Stored data entries

•••

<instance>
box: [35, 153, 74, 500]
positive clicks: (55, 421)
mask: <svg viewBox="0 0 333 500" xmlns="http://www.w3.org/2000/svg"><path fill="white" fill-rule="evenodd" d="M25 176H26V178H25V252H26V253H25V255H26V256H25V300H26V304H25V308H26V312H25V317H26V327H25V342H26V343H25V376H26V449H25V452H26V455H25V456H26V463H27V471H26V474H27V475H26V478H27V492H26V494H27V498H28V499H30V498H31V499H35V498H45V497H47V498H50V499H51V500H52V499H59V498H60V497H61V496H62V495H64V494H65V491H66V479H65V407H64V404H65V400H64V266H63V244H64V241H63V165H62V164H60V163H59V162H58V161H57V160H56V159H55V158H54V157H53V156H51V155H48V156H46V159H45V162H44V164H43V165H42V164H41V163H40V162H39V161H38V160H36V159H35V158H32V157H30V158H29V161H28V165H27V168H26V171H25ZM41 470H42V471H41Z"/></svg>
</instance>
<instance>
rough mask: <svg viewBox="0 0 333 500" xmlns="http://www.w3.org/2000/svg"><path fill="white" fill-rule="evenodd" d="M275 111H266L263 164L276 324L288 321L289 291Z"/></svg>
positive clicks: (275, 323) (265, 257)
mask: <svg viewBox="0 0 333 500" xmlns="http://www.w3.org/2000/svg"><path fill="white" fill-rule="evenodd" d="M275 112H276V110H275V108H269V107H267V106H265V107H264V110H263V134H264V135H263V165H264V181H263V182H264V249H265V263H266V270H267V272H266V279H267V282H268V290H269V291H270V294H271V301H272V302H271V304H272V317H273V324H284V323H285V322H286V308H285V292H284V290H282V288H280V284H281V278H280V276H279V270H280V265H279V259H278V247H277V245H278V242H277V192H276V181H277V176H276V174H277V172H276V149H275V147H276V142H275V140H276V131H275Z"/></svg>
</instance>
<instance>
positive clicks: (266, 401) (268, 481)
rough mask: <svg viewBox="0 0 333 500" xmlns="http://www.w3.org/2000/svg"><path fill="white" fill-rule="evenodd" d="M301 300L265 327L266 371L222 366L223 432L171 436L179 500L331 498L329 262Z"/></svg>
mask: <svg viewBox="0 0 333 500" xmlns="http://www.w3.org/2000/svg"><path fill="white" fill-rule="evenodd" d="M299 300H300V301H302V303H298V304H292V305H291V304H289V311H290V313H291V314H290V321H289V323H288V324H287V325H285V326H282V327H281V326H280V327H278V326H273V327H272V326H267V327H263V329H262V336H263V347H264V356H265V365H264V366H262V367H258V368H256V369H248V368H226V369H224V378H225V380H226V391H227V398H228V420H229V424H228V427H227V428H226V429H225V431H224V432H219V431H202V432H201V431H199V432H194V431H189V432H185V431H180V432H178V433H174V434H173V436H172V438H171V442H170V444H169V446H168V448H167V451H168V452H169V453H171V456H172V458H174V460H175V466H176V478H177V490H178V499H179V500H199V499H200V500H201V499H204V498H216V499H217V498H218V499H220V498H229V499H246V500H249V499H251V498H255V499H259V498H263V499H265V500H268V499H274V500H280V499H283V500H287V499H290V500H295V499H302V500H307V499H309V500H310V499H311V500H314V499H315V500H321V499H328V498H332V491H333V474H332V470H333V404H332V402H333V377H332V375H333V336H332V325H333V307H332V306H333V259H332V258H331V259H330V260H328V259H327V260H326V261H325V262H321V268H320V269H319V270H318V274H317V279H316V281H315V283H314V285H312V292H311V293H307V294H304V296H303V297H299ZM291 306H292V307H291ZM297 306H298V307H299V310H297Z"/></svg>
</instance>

•••

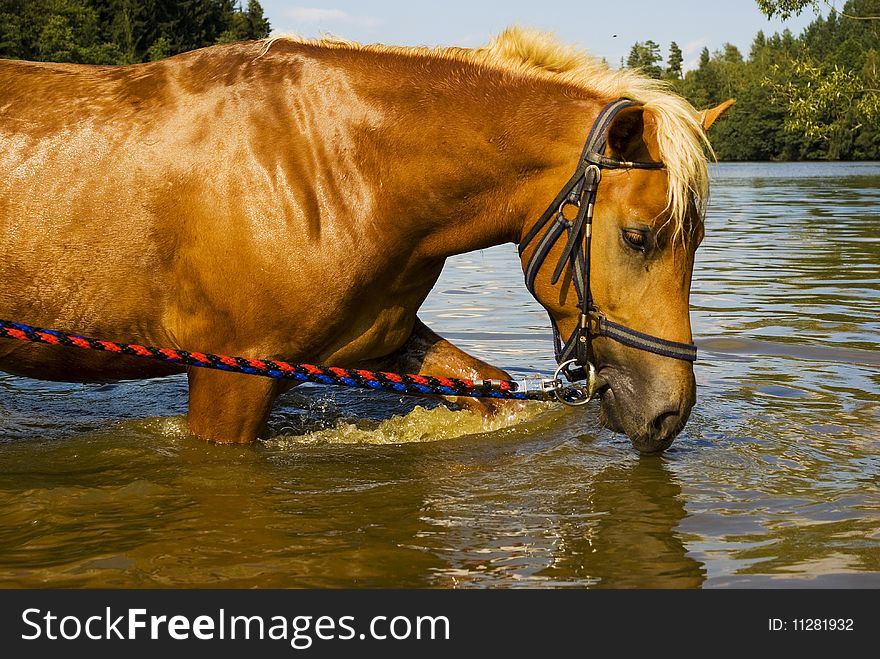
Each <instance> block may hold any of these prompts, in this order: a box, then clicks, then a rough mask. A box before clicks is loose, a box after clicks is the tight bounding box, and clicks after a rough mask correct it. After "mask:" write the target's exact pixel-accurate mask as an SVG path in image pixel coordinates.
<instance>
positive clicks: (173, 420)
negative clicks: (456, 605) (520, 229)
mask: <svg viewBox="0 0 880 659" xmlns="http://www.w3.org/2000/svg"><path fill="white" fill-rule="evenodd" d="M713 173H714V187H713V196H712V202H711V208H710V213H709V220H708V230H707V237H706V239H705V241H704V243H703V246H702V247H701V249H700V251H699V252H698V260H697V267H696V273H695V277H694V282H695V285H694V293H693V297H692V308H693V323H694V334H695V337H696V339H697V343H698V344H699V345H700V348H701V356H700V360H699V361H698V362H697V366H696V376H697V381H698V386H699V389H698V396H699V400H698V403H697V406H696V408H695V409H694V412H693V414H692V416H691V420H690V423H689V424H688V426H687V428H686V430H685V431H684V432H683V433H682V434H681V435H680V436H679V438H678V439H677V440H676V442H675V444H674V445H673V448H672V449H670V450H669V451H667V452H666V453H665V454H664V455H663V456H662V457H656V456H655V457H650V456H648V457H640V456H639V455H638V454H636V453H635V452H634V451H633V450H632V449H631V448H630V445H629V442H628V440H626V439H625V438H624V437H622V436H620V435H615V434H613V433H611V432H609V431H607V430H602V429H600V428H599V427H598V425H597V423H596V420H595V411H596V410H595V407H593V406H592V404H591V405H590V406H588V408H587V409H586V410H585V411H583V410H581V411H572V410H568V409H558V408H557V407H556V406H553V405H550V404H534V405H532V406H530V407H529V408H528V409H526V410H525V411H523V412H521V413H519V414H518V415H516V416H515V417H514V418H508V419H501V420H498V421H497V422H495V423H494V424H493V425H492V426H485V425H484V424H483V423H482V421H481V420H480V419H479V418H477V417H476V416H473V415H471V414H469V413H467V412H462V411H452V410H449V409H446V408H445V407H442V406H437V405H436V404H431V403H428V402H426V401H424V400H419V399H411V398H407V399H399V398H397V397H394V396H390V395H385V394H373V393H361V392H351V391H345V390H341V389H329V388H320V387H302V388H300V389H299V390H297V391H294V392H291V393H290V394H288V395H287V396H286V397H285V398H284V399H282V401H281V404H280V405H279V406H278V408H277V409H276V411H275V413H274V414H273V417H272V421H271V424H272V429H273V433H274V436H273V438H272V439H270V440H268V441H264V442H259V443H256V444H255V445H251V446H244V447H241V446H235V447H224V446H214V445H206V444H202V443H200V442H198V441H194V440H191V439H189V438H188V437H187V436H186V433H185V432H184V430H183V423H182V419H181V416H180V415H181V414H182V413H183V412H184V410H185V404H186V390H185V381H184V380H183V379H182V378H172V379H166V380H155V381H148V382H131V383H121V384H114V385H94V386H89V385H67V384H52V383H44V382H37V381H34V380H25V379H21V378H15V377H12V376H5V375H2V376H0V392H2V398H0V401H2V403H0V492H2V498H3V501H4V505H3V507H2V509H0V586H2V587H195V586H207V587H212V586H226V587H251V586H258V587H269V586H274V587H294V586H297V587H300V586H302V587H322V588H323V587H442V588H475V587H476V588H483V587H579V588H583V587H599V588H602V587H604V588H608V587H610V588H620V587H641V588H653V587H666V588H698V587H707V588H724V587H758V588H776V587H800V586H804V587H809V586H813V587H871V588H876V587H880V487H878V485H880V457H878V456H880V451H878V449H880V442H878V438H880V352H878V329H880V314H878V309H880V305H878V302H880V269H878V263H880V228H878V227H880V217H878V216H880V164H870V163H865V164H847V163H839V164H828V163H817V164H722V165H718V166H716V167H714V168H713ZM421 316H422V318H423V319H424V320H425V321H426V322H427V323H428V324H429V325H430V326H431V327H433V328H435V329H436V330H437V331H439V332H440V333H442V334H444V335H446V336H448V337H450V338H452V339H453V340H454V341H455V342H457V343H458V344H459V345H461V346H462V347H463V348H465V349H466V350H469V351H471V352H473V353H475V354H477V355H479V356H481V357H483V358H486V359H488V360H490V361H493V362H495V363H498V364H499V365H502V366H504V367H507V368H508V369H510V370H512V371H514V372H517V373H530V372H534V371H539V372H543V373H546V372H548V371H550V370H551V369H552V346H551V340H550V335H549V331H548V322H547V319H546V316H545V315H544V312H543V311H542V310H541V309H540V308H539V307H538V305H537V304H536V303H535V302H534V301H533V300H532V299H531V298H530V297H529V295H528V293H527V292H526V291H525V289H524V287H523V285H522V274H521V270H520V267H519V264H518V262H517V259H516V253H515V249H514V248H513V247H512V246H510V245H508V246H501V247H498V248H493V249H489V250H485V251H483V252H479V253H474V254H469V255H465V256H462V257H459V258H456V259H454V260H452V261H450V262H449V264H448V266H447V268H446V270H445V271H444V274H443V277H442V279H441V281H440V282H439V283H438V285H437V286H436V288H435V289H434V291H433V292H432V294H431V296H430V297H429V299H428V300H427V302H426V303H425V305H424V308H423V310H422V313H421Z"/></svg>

•••

● **Task directions**: Among the entries above, copy exactly only the lines starting with the one containing "positive clicks: (55, 421)" and going through the one containing "111H266L263 164L276 324L288", both ends included.

● **Answer to this task**:
positive clicks: (55, 421)
mask: <svg viewBox="0 0 333 500" xmlns="http://www.w3.org/2000/svg"><path fill="white" fill-rule="evenodd" d="M25 176H26V178H25V252H26V253H25V255H26V256H25V300H26V304H25V308H26V312H25V317H26V327H25V342H26V343H25V376H26V449H25V452H26V455H25V456H26V463H27V471H26V474H27V475H26V478H27V492H26V494H27V498H28V499H30V498H31V499H35V498H45V497H47V498H50V499H51V500H52V499H59V498H60V497H61V496H62V495H64V494H65V491H66V479H65V407H64V404H65V400H64V266H63V244H64V241H63V165H62V164H60V163H59V162H58V161H57V160H56V159H55V158H54V157H53V156H51V155H48V156H46V159H45V162H44V164H43V165H42V164H41V163H40V162H39V161H38V160H36V159H35V158H32V157H30V158H29V161H28V165H27V168H26V171H25ZM41 470H42V471H41Z"/></svg>
</instance>
<instance>
rough mask: <svg viewBox="0 0 333 500" xmlns="http://www.w3.org/2000/svg"><path fill="white" fill-rule="evenodd" d="M275 111H266L263 164L276 324L288 321L289 291Z"/></svg>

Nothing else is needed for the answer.